[Selected passage]
· · · · · · ·

You don't have to be as long in the tooth as we Boomers are to realize that most everybody relates in a big way to the stars of their own generation. I've no doubt that 18-year-olds are constantly sizing themselves up in terms of the way they look and act with Miley Cyrus and the Biebs just as our parents saw themselves in light of the likes of Cary Grant, Bette Davis, or Clark Gable.
The same is true with us Boomers. That's why it comes as a bit of a shock to realize that we have reached a point in the evolution of the Baby Boomer generation where Dustin Hoffman, Richard Dreyfuss, and Henry Winkler are playing Jewish grandfathers.
"Look at Joe Blow," we say to our spouse upon seeing a long familiar actor on a TV talk show, that long familiar actor having celebrated his Bar Mitzvah within three years of the same year we did, if he were indeed Jewish. "Look how lousy he looks anymore!"
And it's true. The formerly transplendent Joe Blow now sports sunken eyes, sparse hair, and skin so wrinkled you feel like taking a damp iron to it.
"Hah, look at Joe Blow!" you say. "I look way better, don't you think."
Either you have a spouse who loves you muchly or one who is very nearsighted if you do not then hear the golden words "How do you think you look, jerk?!!"

· · · · · · ·

[Written exercise 1]
Answer these about the passage on Boomer-era actors:
(a) Which three actors does it name as now playing Jewish grandfathers?
(b) Which stars does it say the parents of Boomers measured themselves against?
(c) What three features does it say the once-handsome Joe Blow now shows?
[Written exercise 2] Render the lines of the records below as a numbered list, dropping any blank lines. Leave the picture out of your answer.

· · · · · · ·

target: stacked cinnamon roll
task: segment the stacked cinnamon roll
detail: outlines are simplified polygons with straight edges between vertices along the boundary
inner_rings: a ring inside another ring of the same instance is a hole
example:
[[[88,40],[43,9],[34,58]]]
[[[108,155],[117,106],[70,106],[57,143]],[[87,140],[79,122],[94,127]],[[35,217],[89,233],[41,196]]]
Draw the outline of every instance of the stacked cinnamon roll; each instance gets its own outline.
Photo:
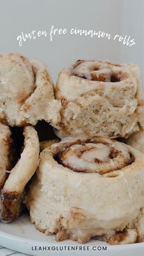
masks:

· · · · · · ·

[Task response 1]
(a) Dustin Hoffman, Richard Dreyfuss, and Henry Winkler.
(b) Cary Grant, Bette Davis, and Clark Gable.
(c) Sunken eyes, sparse hair, and badly wrinkled skin.

[Task response 2]
1. target: stacked cinnamon roll
2. task: segment the stacked cinnamon roll
3. detail: outlines are simplified polygons with straight edges between vertices along the boundary
4. inner_rings: a ring inside another ring of the same instance is a hole
5. example:
6. [[[88,40],[43,9],[34,58]]]
7. [[[108,155],[117,106],[70,106],[57,143]],[[87,140],[79,122],[94,127]],[[35,217],[89,233],[41,196]]]
8. Draw the outline of every instance of the stacked cinnamon roll; each instance gets its own outline.
9. Photo:
10. masks:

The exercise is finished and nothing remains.